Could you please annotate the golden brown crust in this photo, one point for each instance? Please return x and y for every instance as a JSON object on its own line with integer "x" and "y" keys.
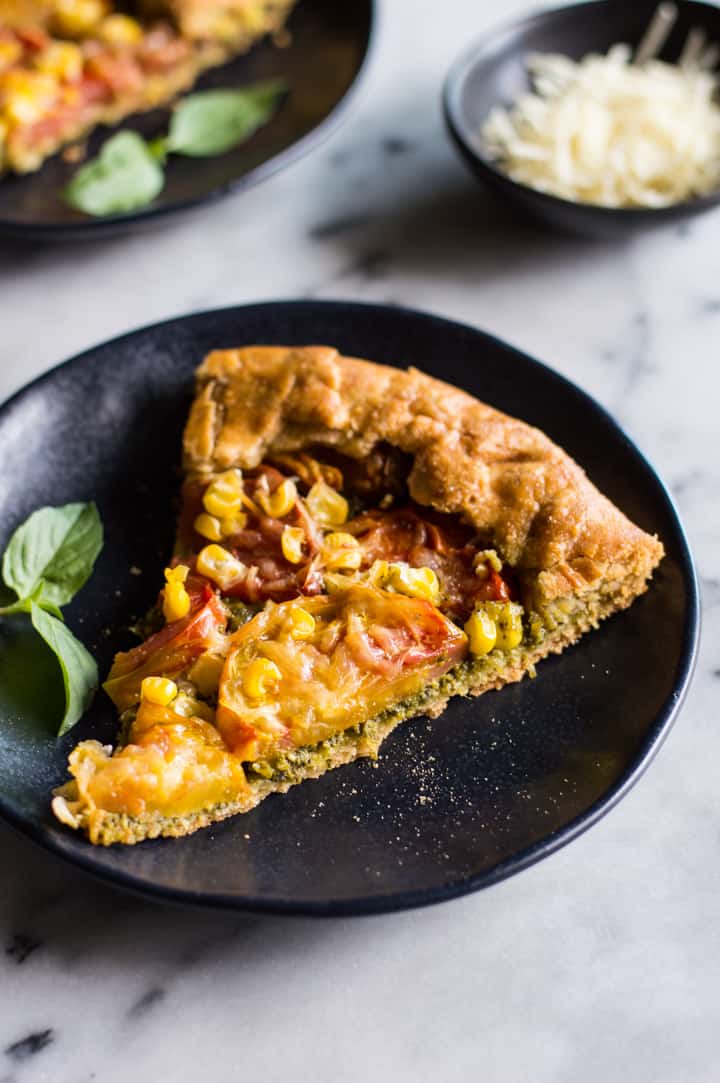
{"x": 105, "y": 827}
{"x": 522, "y": 493}
{"x": 251, "y": 23}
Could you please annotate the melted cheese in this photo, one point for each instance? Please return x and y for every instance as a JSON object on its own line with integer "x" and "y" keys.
{"x": 368, "y": 651}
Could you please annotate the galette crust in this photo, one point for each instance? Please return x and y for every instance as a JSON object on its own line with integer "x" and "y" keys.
{"x": 525, "y": 496}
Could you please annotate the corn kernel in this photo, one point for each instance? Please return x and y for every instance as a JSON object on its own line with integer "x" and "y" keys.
{"x": 326, "y": 505}
{"x": 205, "y": 673}
{"x": 378, "y": 572}
{"x": 218, "y": 564}
{"x": 223, "y": 497}
{"x": 27, "y": 95}
{"x": 158, "y": 690}
{"x": 279, "y": 503}
{"x": 78, "y": 17}
{"x": 177, "y": 574}
{"x": 481, "y": 631}
{"x": 208, "y": 526}
{"x": 301, "y": 623}
{"x": 291, "y": 543}
{"x": 415, "y": 582}
{"x": 187, "y": 706}
{"x": 62, "y": 59}
{"x": 120, "y": 30}
{"x": 234, "y": 524}
{"x": 341, "y": 552}
{"x": 175, "y": 599}
{"x": 508, "y": 616}
{"x": 260, "y": 678}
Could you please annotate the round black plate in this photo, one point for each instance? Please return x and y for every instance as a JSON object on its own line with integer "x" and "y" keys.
{"x": 452, "y": 806}
{"x": 328, "y": 47}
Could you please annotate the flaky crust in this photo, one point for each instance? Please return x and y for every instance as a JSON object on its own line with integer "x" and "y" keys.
{"x": 523, "y": 494}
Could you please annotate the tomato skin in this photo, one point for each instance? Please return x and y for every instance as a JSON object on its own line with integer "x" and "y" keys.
{"x": 369, "y": 650}
{"x": 170, "y": 651}
{"x": 427, "y": 539}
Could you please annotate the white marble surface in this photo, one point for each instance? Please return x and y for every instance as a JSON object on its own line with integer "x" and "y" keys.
{"x": 603, "y": 962}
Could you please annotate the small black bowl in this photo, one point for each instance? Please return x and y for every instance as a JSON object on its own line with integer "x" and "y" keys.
{"x": 493, "y": 73}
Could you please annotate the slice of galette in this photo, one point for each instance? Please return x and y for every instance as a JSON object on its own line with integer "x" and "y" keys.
{"x": 357, "y": 544}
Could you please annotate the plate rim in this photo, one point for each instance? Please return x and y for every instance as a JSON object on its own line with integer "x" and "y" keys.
{"x": 366, "y": 905}
{"x": 92, "y": 229}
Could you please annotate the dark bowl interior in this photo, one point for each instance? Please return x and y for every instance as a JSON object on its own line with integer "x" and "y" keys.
{"x": 452, "y": 806}
{"x": 493, "y": 73}
{"x": 327, "y": 50}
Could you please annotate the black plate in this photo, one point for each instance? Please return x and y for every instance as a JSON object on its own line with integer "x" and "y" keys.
{"x": 452, "y": 806}
{"x": 328, "y": 48}
{"x": 493, "y": 72}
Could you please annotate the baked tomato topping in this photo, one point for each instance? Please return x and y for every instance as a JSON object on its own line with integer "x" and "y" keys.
{"x": 427, "y": 539}
{"x": 172, "y": 650}
{"x": 302, "y": 672}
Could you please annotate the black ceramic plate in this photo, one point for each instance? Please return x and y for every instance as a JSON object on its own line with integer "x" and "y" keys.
{"x": 493, "y": 72}
{"x": 328, "y": 47}
{"x": 452, "y": 806}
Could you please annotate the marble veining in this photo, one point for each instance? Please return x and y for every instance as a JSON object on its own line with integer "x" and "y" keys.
{"x": 601, "y": 964}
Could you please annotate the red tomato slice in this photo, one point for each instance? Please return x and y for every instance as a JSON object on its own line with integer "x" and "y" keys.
{"x": 169, "y": 652}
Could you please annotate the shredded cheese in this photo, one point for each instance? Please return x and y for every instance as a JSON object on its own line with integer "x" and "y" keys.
{"x": 609, "y": 132}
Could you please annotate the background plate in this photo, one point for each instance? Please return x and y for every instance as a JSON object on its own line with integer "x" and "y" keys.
{"x": 329, "y": 43}
{"x": 452, "y": 806}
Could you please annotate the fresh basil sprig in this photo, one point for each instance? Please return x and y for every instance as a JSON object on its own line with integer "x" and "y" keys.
{"x": 49, "y": 558}
{"x": 213, "y": 121}
{"x": 123, "y": 177}
{"x": 128, "y": 173}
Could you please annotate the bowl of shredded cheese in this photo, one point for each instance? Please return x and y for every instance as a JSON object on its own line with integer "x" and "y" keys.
{"x": 598, "y": 117}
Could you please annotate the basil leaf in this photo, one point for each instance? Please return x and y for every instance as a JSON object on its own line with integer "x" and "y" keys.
{"x": 54, "y": 549}
{"x": 78, "y": 666}
{"x": 213, "y": 121}
{"x": 123, "y": 177}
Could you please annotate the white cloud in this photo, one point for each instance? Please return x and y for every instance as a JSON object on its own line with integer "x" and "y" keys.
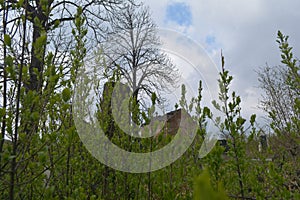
{"x": 244, "y": 30}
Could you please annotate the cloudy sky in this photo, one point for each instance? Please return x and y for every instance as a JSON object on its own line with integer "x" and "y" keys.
{"x": 244, "y": 30}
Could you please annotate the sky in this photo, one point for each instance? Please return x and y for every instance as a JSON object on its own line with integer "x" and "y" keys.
{"x": 245, "y": 31}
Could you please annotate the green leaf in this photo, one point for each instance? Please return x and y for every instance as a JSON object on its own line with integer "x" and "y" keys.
{"x": 7, "y": 40}
{"x": 66, "y": 94}
{"x": 2, "y": 112}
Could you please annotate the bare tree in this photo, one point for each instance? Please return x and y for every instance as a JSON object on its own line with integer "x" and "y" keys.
{"x": 133, "y": 47}
{"x": 278, "y": 98}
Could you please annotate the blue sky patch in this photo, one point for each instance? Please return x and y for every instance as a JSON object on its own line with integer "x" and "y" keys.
{"x": 179, "y": 13}
{"x": 210, "y": 40}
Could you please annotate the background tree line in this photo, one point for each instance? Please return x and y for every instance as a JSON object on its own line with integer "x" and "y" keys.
{"x": 45, "y": 43}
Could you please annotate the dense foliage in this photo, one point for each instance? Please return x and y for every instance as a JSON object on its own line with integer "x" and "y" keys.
{"x": 45, "y": 43}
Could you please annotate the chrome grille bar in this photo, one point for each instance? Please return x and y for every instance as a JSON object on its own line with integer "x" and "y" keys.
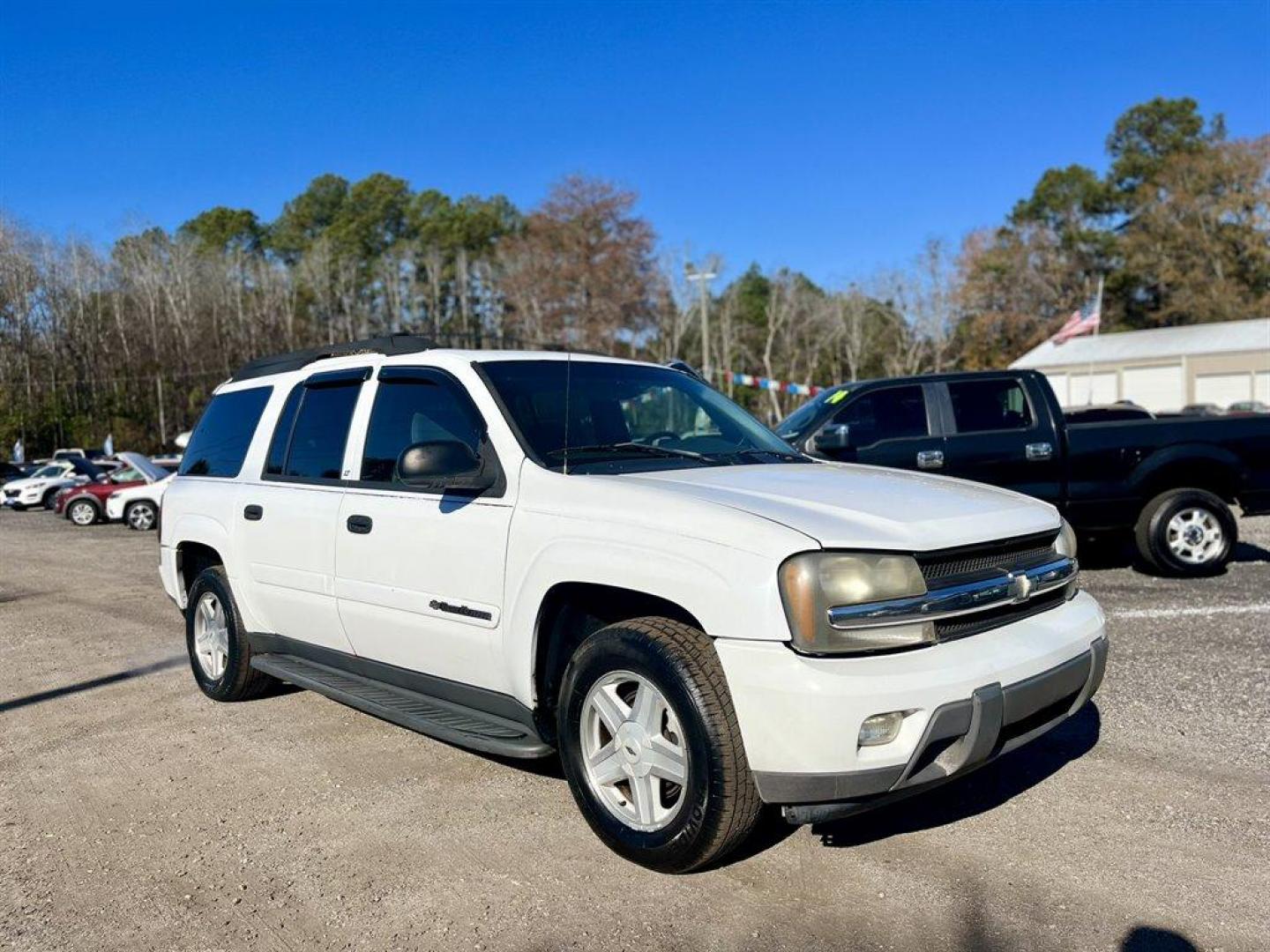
{"x": 1006, "y": 589}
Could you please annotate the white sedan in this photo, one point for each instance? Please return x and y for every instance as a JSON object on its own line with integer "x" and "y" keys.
{"x": 42, "y": 487}
{"x": 138, "y": 505}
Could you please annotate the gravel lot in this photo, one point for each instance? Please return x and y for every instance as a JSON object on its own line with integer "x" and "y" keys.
{"x": 135, "y": 814}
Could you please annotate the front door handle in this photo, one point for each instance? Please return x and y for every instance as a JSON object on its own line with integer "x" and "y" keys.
{"x": 930, "y": 460}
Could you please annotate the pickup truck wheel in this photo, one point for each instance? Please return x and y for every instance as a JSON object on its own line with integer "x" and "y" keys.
{"x": 140, "y": 516}
{"x": 1186, "y": 532}
{"x": 81, "y": 512}
{"x": 651, "y": 746}
{"x": 219, "y": 652}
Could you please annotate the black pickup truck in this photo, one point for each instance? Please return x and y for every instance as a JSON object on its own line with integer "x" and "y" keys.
{"x": 1169, "y": 480}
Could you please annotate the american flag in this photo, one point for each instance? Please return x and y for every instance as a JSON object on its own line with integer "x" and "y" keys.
{"x": 1082, "y": 322}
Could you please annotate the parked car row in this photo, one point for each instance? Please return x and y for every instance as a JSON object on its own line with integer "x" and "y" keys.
{"x": 124, "y": 489}
{"x": 1169, "y": 481}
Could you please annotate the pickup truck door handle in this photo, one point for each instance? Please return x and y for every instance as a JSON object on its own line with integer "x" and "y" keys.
{"x": 930, "y": 460}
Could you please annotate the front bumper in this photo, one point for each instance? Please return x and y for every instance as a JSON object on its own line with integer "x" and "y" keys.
{"x": 959, "y": 738}
{"x": 964, "y": 701}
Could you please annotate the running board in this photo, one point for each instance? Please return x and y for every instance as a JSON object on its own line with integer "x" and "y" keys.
{"x": 438, "y": 718}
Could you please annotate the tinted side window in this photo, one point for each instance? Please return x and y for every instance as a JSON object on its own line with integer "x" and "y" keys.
{"x": 320, "y": 432}
{"x": 893, "y": 413}
{"x": 415, "y": 412}
{"x": 220, "y": 442}
{"x": 277, "y": 458}
{"x": 981, "y": 405}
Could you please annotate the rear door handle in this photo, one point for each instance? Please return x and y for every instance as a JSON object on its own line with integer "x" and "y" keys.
{"x": 930, "y": 460}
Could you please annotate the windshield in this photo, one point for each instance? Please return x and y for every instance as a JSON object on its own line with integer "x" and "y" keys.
{"x": 628, "y": 417}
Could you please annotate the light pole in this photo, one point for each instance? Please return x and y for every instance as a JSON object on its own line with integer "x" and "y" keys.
{"x": 703, "y": 280}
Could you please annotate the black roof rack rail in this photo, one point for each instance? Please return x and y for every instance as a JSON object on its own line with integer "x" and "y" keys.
{"x": 280, "y": 363}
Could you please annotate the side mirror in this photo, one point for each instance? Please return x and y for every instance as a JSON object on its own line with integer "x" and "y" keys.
{"x": 832, "y": 435}
{"x": 442, "y": 465}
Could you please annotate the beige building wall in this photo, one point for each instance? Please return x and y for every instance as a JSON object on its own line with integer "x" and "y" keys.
{"x": 1244, "y": 375}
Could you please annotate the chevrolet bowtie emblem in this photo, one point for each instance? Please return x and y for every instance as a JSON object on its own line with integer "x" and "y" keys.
{"x": 1020, "y": 587}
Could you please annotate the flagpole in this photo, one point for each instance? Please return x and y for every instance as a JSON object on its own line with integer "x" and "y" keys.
{"x": 1088, "y": 383}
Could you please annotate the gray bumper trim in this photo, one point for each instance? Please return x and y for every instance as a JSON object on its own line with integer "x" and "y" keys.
{"x": 960, "y": 736}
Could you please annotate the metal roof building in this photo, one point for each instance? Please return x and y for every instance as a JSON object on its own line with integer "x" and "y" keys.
{"x": 1162, "y": 368}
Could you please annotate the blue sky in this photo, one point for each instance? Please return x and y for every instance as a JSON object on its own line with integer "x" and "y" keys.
{"x": 830, "y": 138}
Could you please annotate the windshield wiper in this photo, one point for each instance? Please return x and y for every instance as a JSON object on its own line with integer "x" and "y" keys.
{"x": 756, "y": 452}
{"x": 631, "y": 444}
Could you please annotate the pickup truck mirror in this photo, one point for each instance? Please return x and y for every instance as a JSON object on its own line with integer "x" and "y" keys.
{"x": 832, "y": 435}
{"x": 442, "y": 465}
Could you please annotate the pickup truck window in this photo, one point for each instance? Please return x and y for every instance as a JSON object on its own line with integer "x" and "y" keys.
{"x": 415, "y": 412}
{"x": 224, "y": 433}
{"x": 320, "y": 432}
{"x": 893, "y": 413}
{"x": 983, "y": 405}
{"x": 626, "y": 417}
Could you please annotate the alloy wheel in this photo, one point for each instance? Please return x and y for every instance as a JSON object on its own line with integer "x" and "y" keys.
{"x": 83, "y": 513}
{"x": 141, "y": 517}
{"x": 1195, "y": 536}
{"x": 211, "y": 635}
{"x": 635, "y": 755}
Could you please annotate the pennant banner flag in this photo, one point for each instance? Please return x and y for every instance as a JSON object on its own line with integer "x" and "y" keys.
{"x": 750, "y": 380}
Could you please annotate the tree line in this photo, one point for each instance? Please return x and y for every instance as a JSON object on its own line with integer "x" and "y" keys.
{"x": 132, "y": 339}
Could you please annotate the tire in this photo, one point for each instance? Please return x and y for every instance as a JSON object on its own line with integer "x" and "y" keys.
{"x": 224, "y": 673}
{"x": 1186, "y": 532}
{"x": 81, "y": 512}
{"x": 715, "y": 807}
{"x": 140, "y": 516}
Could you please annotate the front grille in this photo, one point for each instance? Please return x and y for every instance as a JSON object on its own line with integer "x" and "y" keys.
{"x": 955, "y": 565}
{"x": 968, "y": 625}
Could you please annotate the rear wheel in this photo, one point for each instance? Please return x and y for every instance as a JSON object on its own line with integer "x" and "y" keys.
{"x": 140, "y": 516}
{"x": 81, "y": 512}
{"x": 651, "y": 746}
{"x": 219, "y": 652}
{"x": 1186, "y": 532}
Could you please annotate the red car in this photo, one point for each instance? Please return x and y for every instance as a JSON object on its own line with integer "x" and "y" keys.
{"x": 86, "y": 505}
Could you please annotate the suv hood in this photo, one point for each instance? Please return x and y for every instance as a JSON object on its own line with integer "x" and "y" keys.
{"x": 31, "y": 482}
{"x": 863, "y": 507}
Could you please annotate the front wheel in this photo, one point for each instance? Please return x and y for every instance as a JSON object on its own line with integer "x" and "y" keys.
{"x": 81, "y": 512}
{"x": 1186, "y": 532}
{"x": 219, "y": 652}
{"x": 140, "y": 516}
{"x": 651, "y": 746}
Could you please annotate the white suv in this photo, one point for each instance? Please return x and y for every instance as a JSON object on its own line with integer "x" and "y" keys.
{"x": 531, "y": 551}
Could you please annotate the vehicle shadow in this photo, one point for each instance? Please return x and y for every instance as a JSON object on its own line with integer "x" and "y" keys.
{"x": 986, "y": 788}
{"x": 89, "y": 684}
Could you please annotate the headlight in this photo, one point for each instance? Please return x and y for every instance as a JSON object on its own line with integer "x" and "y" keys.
{"x": 811, "y": 583}
{"x": 1065, "y": 541}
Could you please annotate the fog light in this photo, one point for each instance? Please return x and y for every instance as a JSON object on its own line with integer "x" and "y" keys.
{"x": 880, "y": 729}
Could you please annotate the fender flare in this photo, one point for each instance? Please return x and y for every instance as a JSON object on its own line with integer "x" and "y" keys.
{"x": 1229, "y": 472}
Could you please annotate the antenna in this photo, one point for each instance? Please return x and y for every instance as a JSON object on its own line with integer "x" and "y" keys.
{"x": 568, "y": 386}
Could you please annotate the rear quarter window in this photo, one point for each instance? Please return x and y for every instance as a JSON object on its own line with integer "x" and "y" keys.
{"x": 224, "y": 433}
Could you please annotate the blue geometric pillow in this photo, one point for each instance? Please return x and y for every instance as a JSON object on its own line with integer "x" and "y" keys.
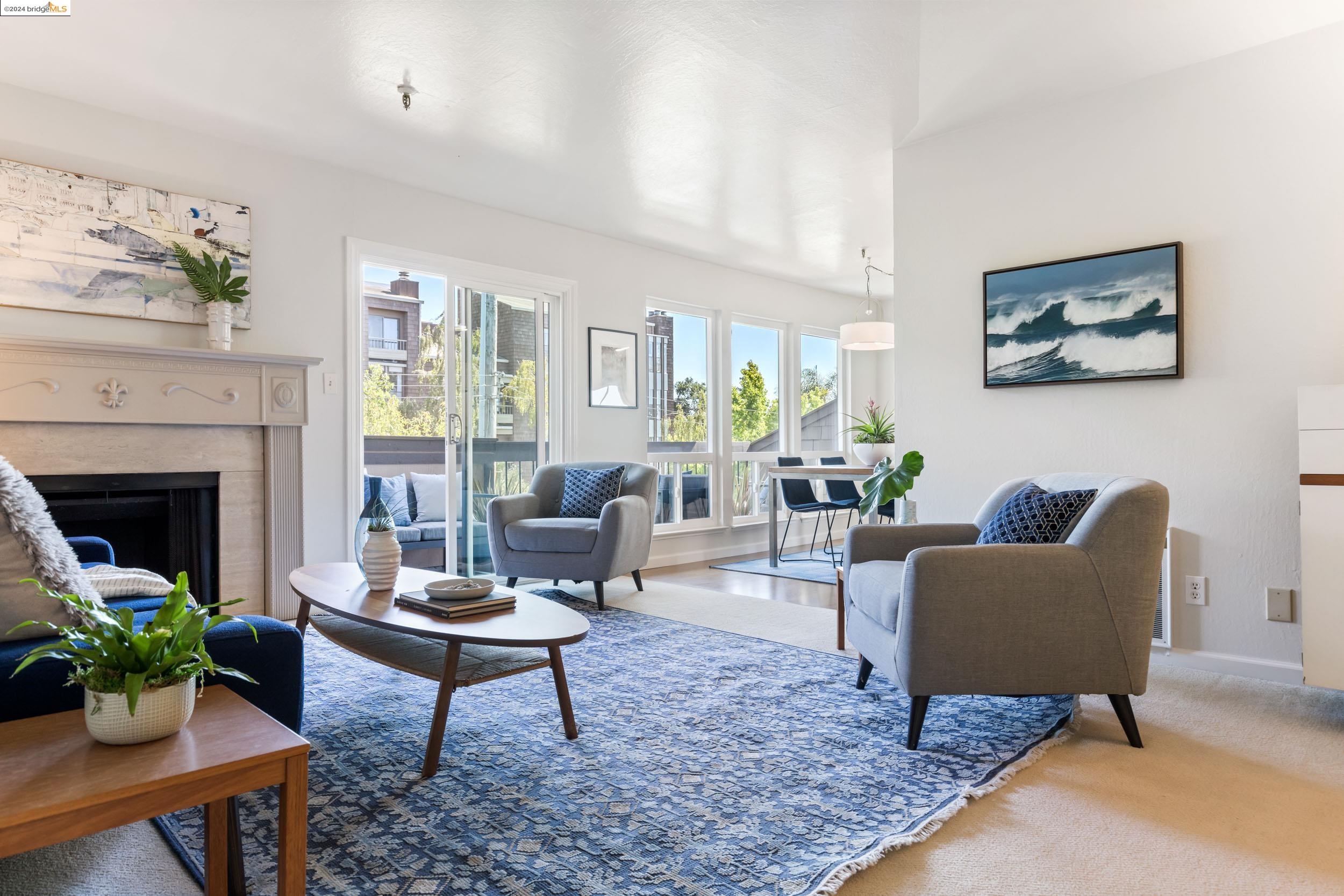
{"x": 393, "y": 491}
{"x": 588, "y": 491}
{"x": 1035, "y": 516}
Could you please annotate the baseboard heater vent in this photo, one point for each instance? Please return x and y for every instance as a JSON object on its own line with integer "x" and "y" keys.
{"x": 1163, "y": 621}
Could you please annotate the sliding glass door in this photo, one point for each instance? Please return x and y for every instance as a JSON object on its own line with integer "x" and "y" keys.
{"x": 499, "y": 421}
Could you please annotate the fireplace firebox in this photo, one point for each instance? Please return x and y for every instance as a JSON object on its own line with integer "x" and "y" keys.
{"x": 167, "y": 523}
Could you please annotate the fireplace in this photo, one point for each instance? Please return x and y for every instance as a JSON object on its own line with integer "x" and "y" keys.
{"x": 167, "y": 523}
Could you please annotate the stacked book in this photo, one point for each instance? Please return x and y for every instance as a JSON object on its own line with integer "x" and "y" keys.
{"x": 453, "y": 609}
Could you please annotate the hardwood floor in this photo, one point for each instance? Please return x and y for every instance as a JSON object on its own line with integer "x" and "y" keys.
{"x": 699, "y": 575}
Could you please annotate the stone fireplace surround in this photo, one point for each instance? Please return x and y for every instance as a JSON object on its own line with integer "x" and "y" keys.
{"x": 76, "y": 407}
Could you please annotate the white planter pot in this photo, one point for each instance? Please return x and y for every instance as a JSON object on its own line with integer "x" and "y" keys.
{"x": 219, "y": 326}
{"x": 159, "y": 712}
{"x": 906, "y": 512}
{"x": 382, "y": 561}
{"x": 869, "y": 454}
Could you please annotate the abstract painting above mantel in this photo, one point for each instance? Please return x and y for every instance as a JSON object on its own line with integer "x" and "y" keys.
{"x": 1116, "y": 316}
{"x": 78, "y": 243}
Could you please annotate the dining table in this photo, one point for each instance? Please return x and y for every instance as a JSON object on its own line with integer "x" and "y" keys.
{"x": 807, "y": 472}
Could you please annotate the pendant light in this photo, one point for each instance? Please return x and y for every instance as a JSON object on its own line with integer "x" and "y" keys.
{"x": 869, "y": 332}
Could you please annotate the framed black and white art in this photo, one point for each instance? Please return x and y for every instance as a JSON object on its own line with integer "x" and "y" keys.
{"x": 1116, "y": 316}
{"x": 613, "y": 364}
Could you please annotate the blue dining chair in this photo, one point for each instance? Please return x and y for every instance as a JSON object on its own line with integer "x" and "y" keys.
{"x": 800, "y": 499}
{"x": 845, "y": 496}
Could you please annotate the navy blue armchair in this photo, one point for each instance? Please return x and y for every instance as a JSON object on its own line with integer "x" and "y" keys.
{"x": 275, "y": 658}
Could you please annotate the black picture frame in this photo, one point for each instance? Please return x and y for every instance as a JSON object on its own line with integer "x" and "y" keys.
{"x": 603, "y": 390}
{"x": 1179, "y": 323}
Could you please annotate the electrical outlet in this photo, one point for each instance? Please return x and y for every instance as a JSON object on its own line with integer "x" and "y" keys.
{"x": 1197, "y": 590}
{"x": 1278, "y": 605}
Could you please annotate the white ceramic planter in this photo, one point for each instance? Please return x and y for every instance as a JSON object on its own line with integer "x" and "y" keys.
{"x": 382, "y": 561}
{"x": 869, "y": 454}
{"x": 219, "y": 326}
{"x": 159, "y": 712}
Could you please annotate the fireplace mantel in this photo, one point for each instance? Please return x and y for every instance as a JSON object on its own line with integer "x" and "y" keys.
{"x": 60, "y": 381}
{"x": 77, "y": 406}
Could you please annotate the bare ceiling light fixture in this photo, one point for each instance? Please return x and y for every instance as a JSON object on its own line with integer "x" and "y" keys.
{"x": 406, "y": 90}
{"x": 869, "y": 332}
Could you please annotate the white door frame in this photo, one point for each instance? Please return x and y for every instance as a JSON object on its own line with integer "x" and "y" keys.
{"x": 459, "y": 272}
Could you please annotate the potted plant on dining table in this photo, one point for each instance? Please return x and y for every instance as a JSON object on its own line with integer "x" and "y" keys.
{"x": 874, "y": 434}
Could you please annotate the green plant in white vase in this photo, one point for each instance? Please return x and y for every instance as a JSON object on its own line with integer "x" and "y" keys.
{"x": 890, "y": 483}
{"x": 139, "y": 685}
{"x": 874, "y": 434}
{"x": 218, "y": 291}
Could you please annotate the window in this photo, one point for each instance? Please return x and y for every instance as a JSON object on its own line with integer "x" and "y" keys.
{"x": 678, "y": 353}
{"x": 756, "y": 414}
{"x": 819, "y": 393}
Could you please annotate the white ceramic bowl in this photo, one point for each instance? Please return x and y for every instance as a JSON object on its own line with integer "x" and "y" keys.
{"x": 452, "y": 590}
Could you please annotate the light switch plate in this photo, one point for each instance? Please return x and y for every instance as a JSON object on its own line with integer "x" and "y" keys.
◇ ◇ ◇ ◇
§ Problem description: Print exactly the lines from the one with "Could you please annotate the white door" through the end of the data, inclusive.

§ Solution:
Could you please annotate the white door frame in this photo, one point for each instance? Please return x and y for every instance as a JSON object on its own line with integer "x" and "y" keys.
{"x": 459, "y": 272}
Could you please annotate the potted plant on dining table in this photo, one point for each instance? Please return x and y for every instance as a JSON object on its own line with integer "x" and "y" keys.
{"x": 874, "y": 434}
Could you please annotate the green plant in white vase in this photo, one point for each instance? Please return x and y for every instance as a JSON object on its own line with integer "x" and "y" keys.
{"x": 890, "y": 483}
{"x": 139, "y": 685}
{"x": 874, "y": 434}
{"x": 218, "y": 291}
Could you please annotate the window in this photo, one point for each instance? Please return x and y for every instance as a JSON object on its own line with integer "x" and "y" keys.
{"x": 678, "y": 353}
{"x": 756, "y": 414}
{"x": 819, "y": 393}
Could you please annotate the white ceramic bowl in this photo, one point for each instance? Please return x and y for every instance as a JSON object on its own line with integer "x" and "y" keys.
{"x": 452, "y": 590}
Could you please annotate the light switch plate in this photo, one point for each instance? Please return x and y for every instance as a JSON object on its own line with integer "x" and "y" keys.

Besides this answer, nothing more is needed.